EXTRACT TO READ: Begin

ISTANBUL, Sept. 24 (Xinhua) -- The Turkish Central Bank (CBRT) hiked its main policy rate by 200 basis points in a highly anticipated meeting on Thursday to defend the embattled national currency which hit new record lows this week.
The Monetary Policy Committee of the CBRT raised the policy rate from 8.25 percent to 10.25 percent in an unexpected move as analysts were expecting that the bank would maintain its rates steady and not reverse an easing cycle that kept borrowing costs below inflation.
"The committee considers that the continuity of the disinflation process is of great importance for the decline in the country's risk premium, the fall in long-term interest rates, and the strengthening of the recovery in the economy," the CBRT said in a statement.
Immediately after this decision, the Turkish lira firmed by 1.1 percent to 7.62 against the U.S. dollar. The Turkish currency hit a new all-time low on Wednesday evening to 7.71 for a dollar.
"The CBRT does the right thing and hikes its main policy rate. I don't think many people expected that. They now have a chance of defending the Turkish lira ... It is a big turning point," Timothy Ash, a London-based economist covering emerging markets, said on his Twitter account.
Last month, the CBRT held its policy rate steady, after having recently taken backdoor steps to raise the cost of funding to support the lira.
The bank held its rate steady at the previous two meetings, following a nearly yearlong easing cycle that saw the policy rate cut aggressively from 24 percent.
The Turkish national currency, losing over 20 percent of its value against the dollar this year as the COVID-19 pandemic has deepened Turkey's already existing vulnerabilities.
The weaker lira comes after the CBRT and state banks spent billions in foreign exchange reserves to support the lira earlier this year.
But there is also an upside of a weaker lira. Turkish Treasury and Finance Minister Berat Albayrak said a weaker lira could help make Turkish exports more competitive and boost tourism revenue which is vital for the economy.
As in many other countries hit by the coronavirus pandemic, businesses in Turkey have suffered from lockdowns. As a result of coronavirus restrictions, the emerging nation's economy shrank nearly 10 percent in the second quarter of this year.
While the Turkish government is expecting a very modest positive growth this year, international monetary organizations predict a narrowing between three and five percent of the GDP.
Turkey was recovering from a 2018 currency meltdown when the COVID-19 outbreak hit in mid-March, increasing the country's burdens of high foreign-denominated public and corporate debt and widening current account deficit.

EXTRACT TO READ: End
DATASET: Begin

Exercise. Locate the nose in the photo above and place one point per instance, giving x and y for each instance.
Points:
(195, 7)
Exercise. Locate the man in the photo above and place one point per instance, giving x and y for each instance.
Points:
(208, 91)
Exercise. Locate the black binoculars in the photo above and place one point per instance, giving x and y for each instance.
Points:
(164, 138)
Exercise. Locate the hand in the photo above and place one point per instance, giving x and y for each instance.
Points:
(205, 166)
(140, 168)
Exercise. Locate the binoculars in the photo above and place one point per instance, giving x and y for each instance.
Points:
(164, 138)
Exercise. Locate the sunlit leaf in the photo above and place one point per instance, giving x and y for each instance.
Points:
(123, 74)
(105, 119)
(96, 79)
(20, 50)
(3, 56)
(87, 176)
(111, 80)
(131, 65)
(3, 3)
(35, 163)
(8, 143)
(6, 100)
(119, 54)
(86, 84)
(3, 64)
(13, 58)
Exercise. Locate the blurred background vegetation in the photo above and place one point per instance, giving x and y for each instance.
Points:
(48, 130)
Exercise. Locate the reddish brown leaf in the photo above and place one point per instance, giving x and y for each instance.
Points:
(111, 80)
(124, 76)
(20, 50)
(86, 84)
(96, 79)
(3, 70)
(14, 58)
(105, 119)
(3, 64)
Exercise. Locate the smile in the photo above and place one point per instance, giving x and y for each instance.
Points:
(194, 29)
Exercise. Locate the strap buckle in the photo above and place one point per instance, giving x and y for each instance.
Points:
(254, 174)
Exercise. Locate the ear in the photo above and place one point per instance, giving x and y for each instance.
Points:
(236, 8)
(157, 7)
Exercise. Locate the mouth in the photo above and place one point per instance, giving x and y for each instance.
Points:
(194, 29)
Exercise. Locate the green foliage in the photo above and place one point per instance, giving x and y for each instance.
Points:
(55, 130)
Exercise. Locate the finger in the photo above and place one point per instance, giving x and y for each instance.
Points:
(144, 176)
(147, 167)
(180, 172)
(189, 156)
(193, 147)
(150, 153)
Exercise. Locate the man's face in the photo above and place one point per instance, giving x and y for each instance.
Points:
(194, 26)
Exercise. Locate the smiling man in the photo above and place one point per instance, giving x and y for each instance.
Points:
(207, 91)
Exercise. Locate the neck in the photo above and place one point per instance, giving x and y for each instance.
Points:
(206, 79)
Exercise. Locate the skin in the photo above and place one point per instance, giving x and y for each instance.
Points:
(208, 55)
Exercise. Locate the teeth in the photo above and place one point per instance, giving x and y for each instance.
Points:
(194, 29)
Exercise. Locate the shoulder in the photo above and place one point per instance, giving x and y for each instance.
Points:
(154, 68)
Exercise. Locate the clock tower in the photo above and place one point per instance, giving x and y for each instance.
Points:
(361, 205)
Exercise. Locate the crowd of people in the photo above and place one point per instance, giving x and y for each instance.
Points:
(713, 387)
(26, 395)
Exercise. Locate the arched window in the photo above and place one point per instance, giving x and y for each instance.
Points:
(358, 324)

DATASET: End

REQUIRED ACTIONS:
• 1. Could you output the part of the article on Turkey's rate hike starting with "The Turkish national" and going on through "already existing vulnerabilities.", copied word for word?
• 2. Which levels of the central bank's policy rate, given as percentages, does the article on Turkey's rate hike mention?

ANSWERS TO THIS EXERCISE:
• 1.
The Turkish national currency, losing over 20 percent of its value against the dollar this year as the COVID-19 pandemic has deepened Turkey's already existing vulnerabilities.

• 2. 8.25 percent, 10.25 percent, 24 percent